Job: Reproduce verbatim the part of the items that opens with the line containing "Lane-count request: drop a dot on each instance of the framed" and runs through the end of the items.
>> BEGIN Input material
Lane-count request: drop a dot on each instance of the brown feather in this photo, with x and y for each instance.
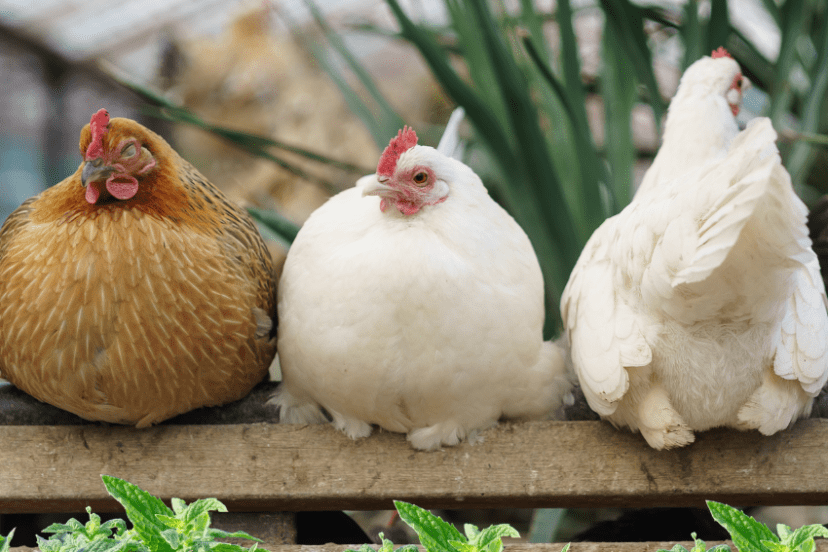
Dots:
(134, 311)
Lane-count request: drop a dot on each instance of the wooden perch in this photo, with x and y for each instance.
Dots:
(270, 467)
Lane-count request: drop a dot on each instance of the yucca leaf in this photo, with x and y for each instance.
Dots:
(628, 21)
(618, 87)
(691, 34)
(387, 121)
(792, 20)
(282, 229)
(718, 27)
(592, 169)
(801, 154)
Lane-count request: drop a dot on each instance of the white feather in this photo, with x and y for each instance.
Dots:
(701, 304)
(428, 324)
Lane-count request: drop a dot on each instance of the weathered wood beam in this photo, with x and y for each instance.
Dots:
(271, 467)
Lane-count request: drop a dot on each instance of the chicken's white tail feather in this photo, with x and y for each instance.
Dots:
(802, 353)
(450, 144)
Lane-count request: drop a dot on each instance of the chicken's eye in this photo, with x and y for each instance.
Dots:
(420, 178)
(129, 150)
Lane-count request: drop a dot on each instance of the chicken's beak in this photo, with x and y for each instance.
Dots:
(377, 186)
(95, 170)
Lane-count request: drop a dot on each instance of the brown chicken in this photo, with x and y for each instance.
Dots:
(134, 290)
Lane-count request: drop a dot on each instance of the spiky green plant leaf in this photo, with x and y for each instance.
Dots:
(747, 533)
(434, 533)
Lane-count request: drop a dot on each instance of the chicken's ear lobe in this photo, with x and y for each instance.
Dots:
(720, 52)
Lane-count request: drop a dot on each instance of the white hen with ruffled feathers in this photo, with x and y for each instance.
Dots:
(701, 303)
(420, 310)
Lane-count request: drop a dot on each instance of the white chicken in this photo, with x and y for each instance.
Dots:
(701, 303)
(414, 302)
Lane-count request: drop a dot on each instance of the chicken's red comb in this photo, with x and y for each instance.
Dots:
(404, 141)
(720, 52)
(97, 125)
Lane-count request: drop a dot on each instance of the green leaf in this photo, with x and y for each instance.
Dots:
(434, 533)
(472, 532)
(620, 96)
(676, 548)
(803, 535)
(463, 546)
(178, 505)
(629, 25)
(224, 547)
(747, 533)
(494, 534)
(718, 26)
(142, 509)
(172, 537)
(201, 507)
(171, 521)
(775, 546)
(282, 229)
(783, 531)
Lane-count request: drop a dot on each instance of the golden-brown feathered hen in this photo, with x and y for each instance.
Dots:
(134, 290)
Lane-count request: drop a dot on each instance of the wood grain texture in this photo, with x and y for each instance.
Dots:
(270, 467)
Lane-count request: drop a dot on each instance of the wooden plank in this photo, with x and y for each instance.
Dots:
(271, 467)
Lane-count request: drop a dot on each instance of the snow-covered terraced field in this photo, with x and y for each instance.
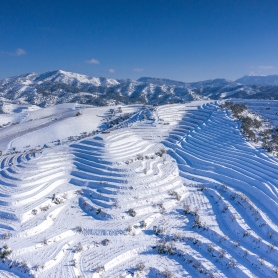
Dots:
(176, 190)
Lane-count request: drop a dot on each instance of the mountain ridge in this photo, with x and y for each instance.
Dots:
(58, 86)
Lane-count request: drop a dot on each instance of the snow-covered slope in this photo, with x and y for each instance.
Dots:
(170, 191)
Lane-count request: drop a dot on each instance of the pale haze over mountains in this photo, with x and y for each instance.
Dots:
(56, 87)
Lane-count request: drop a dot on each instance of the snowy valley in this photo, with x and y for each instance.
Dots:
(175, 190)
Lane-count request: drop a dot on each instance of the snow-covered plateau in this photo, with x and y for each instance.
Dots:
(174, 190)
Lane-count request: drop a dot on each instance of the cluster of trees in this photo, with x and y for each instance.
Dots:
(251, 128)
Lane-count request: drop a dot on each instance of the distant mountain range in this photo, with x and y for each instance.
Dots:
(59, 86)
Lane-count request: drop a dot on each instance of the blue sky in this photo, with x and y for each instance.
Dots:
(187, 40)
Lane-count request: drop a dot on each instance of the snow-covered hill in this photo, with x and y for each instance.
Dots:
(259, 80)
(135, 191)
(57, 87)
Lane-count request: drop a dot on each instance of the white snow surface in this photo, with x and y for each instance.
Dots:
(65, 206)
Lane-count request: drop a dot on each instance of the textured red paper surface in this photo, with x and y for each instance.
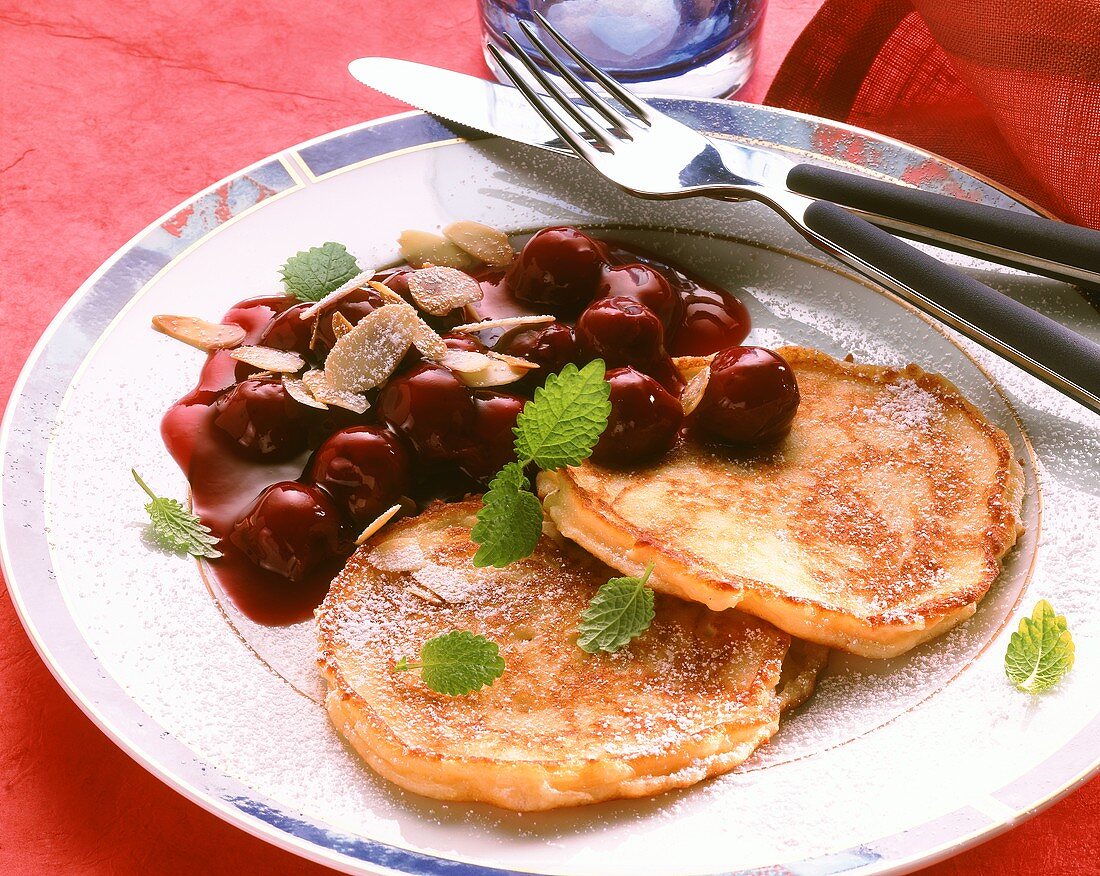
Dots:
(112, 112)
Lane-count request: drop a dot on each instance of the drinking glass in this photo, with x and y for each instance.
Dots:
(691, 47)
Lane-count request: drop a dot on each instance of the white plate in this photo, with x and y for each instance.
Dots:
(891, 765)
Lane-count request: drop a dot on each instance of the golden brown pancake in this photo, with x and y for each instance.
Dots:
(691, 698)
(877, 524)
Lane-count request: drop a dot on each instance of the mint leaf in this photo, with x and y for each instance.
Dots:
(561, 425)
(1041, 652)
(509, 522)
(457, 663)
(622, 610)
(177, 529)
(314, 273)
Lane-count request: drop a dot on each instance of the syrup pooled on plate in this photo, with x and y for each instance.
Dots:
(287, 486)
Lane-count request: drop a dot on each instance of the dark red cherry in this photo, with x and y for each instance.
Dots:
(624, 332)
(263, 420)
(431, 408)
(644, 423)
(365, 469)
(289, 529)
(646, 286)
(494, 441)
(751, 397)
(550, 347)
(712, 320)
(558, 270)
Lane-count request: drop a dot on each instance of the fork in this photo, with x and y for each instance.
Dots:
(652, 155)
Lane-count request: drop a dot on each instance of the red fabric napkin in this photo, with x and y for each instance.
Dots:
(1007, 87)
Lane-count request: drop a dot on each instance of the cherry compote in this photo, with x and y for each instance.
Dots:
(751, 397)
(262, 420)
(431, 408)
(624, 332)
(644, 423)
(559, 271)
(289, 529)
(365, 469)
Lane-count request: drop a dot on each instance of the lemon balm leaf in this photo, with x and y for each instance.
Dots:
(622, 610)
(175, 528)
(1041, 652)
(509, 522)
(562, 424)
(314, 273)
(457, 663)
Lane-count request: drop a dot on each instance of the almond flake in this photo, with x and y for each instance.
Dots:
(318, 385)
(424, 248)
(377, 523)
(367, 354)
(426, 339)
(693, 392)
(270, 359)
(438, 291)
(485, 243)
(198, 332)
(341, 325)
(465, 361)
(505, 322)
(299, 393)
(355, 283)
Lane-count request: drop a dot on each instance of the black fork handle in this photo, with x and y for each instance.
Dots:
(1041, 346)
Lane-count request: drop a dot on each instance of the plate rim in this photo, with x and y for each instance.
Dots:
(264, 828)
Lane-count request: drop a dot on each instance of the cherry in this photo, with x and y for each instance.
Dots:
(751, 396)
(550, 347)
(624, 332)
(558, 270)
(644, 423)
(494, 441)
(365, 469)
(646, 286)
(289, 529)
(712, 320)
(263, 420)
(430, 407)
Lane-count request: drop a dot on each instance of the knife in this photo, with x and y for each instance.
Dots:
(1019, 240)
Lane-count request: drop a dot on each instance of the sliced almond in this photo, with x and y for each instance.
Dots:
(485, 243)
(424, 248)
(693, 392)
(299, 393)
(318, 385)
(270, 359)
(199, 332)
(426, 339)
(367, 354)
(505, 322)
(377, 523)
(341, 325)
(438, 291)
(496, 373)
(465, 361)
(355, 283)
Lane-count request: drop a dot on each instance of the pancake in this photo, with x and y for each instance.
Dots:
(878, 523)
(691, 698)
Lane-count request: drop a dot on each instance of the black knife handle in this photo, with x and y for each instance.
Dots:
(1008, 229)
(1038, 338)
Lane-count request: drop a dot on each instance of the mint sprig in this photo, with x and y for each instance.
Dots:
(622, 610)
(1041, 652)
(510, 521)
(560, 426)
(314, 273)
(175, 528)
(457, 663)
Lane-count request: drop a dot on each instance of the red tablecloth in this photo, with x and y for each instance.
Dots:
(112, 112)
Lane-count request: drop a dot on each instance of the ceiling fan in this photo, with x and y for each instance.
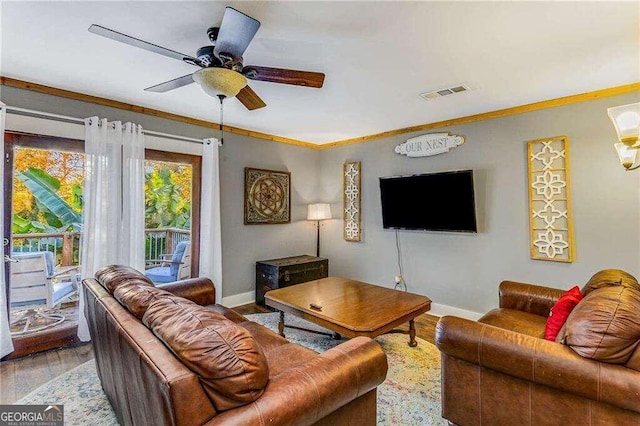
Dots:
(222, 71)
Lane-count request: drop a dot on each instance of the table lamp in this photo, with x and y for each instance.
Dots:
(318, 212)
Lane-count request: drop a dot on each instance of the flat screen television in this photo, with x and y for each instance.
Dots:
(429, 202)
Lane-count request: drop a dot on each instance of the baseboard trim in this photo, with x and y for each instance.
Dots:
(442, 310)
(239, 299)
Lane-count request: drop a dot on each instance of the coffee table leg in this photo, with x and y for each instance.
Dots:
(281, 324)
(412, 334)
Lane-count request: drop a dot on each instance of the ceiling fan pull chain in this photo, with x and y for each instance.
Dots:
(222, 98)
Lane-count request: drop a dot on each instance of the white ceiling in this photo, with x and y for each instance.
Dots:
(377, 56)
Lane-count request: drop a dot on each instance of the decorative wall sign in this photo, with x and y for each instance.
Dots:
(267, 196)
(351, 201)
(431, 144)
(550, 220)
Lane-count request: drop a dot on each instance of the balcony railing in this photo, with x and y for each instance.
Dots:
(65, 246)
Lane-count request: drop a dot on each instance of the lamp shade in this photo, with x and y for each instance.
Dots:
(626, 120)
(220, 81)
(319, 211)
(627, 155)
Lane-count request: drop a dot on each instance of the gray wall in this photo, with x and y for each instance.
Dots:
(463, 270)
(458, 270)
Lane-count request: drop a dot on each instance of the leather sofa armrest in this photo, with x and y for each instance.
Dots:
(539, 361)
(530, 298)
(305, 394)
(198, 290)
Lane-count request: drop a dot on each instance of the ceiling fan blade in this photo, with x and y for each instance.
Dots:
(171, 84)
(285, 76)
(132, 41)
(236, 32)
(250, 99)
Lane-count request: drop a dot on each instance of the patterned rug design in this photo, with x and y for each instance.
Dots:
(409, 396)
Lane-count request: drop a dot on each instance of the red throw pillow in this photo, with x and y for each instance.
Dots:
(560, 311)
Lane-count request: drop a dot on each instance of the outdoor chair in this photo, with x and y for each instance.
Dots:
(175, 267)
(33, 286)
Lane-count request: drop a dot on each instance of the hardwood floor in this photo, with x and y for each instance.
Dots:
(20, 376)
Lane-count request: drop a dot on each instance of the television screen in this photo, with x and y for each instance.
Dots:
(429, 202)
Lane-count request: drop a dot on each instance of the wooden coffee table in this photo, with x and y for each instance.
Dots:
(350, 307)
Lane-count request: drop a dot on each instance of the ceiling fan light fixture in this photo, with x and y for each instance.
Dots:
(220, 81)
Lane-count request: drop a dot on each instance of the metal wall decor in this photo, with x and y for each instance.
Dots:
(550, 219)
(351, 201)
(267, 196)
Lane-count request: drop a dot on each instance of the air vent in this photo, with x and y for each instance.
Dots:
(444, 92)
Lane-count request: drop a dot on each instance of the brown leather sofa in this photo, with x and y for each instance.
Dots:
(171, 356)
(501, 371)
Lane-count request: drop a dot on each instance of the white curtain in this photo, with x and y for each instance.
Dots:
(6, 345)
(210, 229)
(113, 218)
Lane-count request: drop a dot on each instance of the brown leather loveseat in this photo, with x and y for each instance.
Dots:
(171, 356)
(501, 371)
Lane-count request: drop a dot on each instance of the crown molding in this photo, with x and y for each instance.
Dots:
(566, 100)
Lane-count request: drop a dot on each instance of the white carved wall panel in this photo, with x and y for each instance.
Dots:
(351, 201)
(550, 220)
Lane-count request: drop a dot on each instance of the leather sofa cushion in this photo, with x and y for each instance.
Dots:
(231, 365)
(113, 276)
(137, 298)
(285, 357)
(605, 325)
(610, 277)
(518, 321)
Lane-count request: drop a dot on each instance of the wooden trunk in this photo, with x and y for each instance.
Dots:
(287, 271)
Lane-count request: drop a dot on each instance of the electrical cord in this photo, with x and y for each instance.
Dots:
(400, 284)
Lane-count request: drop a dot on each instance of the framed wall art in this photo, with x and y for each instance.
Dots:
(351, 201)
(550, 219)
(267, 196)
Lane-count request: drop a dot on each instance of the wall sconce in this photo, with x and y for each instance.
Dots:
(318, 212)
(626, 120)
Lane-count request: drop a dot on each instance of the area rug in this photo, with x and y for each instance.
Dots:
>> END Input material
Right answer:
Lane-count request: drop a dot on each instance of the framed wall art in this photo, with x and y for each instance.
Dots:
(351, 201)
(550, 219)
(267, 196)
Lane-count request: drop a dot on each instance of the wall sconce in this photo, with x and y for each instance.
Dots:
(318, 212)
(626, 120)
Lane-count request: drop a dot on each instance of the area rug in this photo, with x and y for each instance.
Dots:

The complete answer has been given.